> **Texte à étudier**
- - - - - - -

De nos jours l’île de Banda aux Moluques ne fait pas partie des « musts » du tourisme et il y a fort à parier que peu de gens seraient en mesure de placer ce petit archipel de 50 km² sur la carte. Et pourtant ce petit archipel indonésien perdu dans la mer de Banda, à plus de 1000 km du nord de L’Australie ou du sud des Philippines a excité toutes les convoitises des siècles durant, et ce pour la simple raison qu’il y poussait des muscadiers.

Les muscadiers (myristica fragrans) sont des arbres d’une dizaine de mètres de hauteur, qui produisent la noix de muscade mais aussi le macis, épice autrefois très utilisée en cuisine. La noix est contenue à l’intérieur du fruit, d’une grosseur d’un abricot. Lorsque le fruit arrive à maturité, la peau épaisse se fend et s’ouvre pour mettre à jour le macis, une enveloppe fibreuse d’un rouge vif qui attire les pigeons locaux (carpophaga concinna). Ceux-ci avalent le macis et excrètent la graine (la noix) permettant ainsi la reproduction et la dissémination des muscadiers. Les îles Banda sont éloignées de tout et de ce fait, la répartition des muscadiers se cantonnait à l’archipel jusqu’à ce que leur transplantation artificielle ne soit effectuée au 18ème siècle. Sur Banda, un avantage supplémentaire à l’exploitation des muscadiers était la présence d’arbres très hauts, appelés kanari en Indonésien (canarium australaricum) qui les protégeaient du soleil.

- - - - - - -

> **Données brutes**

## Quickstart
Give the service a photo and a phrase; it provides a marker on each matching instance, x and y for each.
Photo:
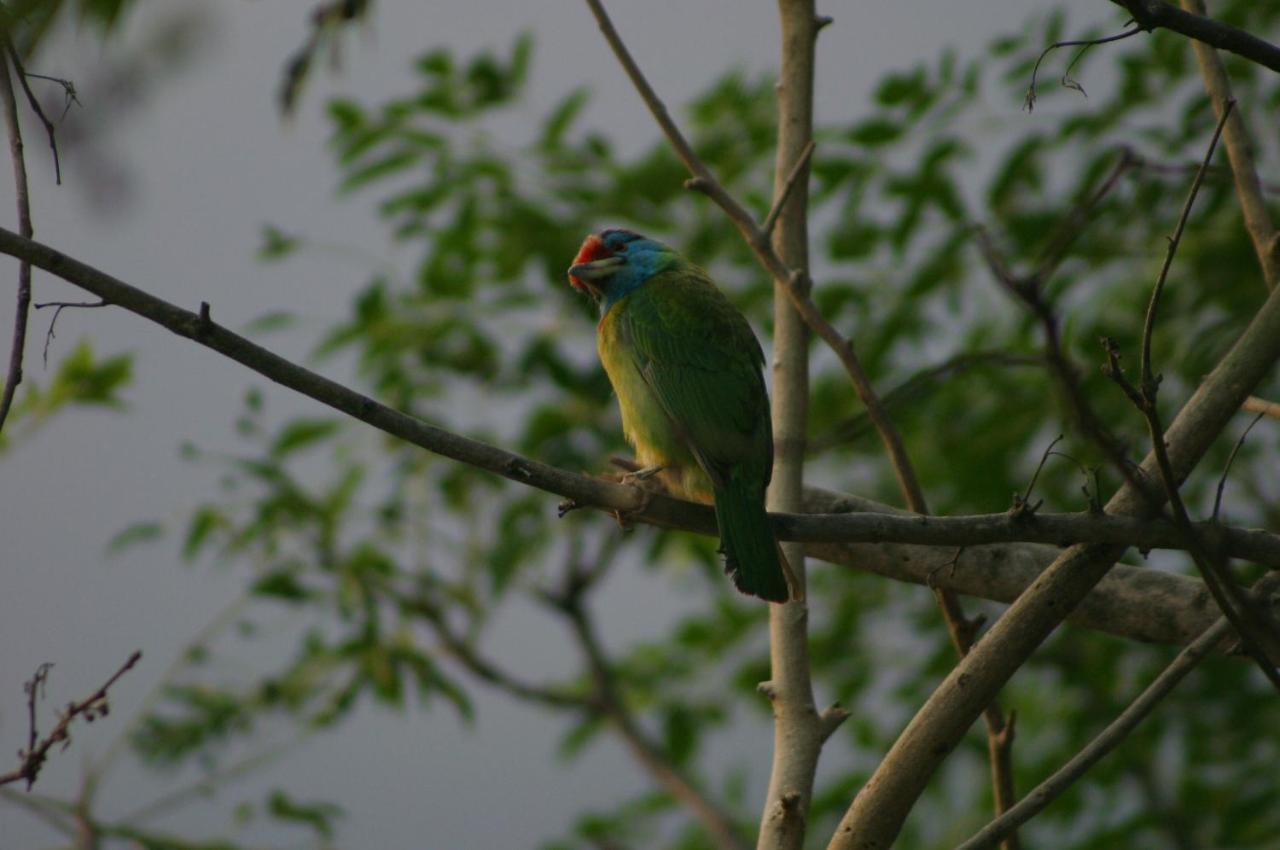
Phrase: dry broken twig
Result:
(36, 752)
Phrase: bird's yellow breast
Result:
(644, 423)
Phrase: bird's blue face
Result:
(613, 263)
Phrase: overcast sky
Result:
(186, 164)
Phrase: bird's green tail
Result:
(752, 556)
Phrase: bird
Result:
(688, 373)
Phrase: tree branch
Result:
(1115, 732)
(37, 748)
(1152, 14)
(1256, 405)
(1261, 644)
(1248, 188)
(877, 813)
(22, 311)
(657, 510)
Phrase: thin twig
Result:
(37, 750)
(1256, 405)
(53, 323)
(1230, 458)
(1029, 103)
(1023, 503)
(21, 196)
(40, 110)
(1078, 219)
(1258, 638)
(1239, 149)
(799, 169)
(1114, 734)
(608, 699)
(1148, 380)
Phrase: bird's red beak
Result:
(593, 248)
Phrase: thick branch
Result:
(609, 702)
(877, 813)
(1248, 187)
(799, 731)
(37, 752)
(1114, 734)
(1152, 14)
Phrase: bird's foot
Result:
(640, 480)
(640, 476)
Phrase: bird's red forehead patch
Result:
(593, 248)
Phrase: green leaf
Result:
(280, 584)
(876, 132)
(135, 534)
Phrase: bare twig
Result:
(1114, 734)
(1029, 292)
(794, 280)
(21, 195)
(877, 813)
(800, 168)
(609, 702)
(1230, 460)
(50, 131)
(36, 753)
(58, 311)
(487, 671)
(1077, 220)
(1260, 641)
(1256, 405)
(1239, 151)
(1152, 14)
(1148, 380)
(1084, 44)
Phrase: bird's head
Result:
(613, 263)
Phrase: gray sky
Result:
(206, 161)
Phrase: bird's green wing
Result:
(698, 355)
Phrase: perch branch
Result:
(22, 311)
(1114, 734)
(37, 749)
(1239, 152)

- - - - - - -

Reformulez sous forme de liste le paragraphe du texte sur les îles Banda qui commence par « Les muscadiers (myristica fragrans) », en conservant ses informations principales. Les lignes qui précèdent ne sont pas nécessaires.

- Les muscadiers (myristica fragrans) sont des arbres d'une dizaine de mètres de hauteur. Ils produisent la noix de muscade et le macis, une épice autrefois très utilisée en cuisine.
- La noix se trouve à l'intérieur d'un fruit de la grosseur d'un abricot.
- À maturité, la peau épaisse du fruit se fend et laisse voir le macis, une enveloppe fibreuse rouge vif.
- Les pigeons locaux (carpophaga concinna) avalent le macis et excrètent la noix. Ils assurent ainsi la reproduction et la dissémination des muscadiers.
- Les îles Banda sont isolées. Les muscadiers n'y poussaient donc que dans l'archipel jusqu'à leur transplantation artificielle au 18e siècle.
- Sur Banda, de très hauts arbres appelés kanari (canarium australaricum) protégeaient les muscadiers du soleil. C'était un avantage supplémentaire pour leur exploitation.